(Records from a data source)
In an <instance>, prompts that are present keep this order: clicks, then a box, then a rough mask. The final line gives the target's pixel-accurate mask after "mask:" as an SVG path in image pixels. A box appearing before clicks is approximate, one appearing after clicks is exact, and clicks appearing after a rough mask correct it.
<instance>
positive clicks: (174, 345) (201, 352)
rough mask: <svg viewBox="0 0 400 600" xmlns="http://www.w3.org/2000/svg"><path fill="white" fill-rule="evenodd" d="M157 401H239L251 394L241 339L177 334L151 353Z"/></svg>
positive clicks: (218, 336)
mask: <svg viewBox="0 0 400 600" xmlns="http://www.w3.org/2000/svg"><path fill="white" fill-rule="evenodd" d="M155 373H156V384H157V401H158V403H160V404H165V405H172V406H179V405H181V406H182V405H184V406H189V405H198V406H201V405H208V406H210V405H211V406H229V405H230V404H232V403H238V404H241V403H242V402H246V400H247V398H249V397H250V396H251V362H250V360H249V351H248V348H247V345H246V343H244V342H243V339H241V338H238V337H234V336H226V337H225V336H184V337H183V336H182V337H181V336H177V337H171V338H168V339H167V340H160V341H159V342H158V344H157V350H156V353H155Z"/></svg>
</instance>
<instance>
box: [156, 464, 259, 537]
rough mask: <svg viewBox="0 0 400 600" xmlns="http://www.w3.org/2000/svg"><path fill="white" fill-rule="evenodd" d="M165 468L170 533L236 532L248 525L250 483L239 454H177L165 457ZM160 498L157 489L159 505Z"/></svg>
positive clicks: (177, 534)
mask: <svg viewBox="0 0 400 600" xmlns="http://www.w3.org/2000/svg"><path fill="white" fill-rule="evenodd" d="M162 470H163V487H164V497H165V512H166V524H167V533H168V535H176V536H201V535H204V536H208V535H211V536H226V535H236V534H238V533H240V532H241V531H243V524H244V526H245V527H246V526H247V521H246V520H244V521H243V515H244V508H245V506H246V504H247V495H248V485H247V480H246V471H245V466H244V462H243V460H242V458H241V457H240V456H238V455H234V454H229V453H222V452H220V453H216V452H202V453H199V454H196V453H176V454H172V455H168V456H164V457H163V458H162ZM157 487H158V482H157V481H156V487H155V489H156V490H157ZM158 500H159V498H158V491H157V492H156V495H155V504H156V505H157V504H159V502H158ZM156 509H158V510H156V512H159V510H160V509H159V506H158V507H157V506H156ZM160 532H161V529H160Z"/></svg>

> [THE TASK] Copy out all the lines of the records that include "instance".

> [COMPLETED EXERCISE]
In an <instance>, prompts that are present keep this order: clicks, then a box, then a rough mask. The final line gives the target's pixel-accurate mask after "mask:" as an SVG path in image pixels. A box appearing before clicks is approximate, one appearing after clicks is exact, and clicks appearing after a rough mask correct it.
<instance>
</instance>
<instance>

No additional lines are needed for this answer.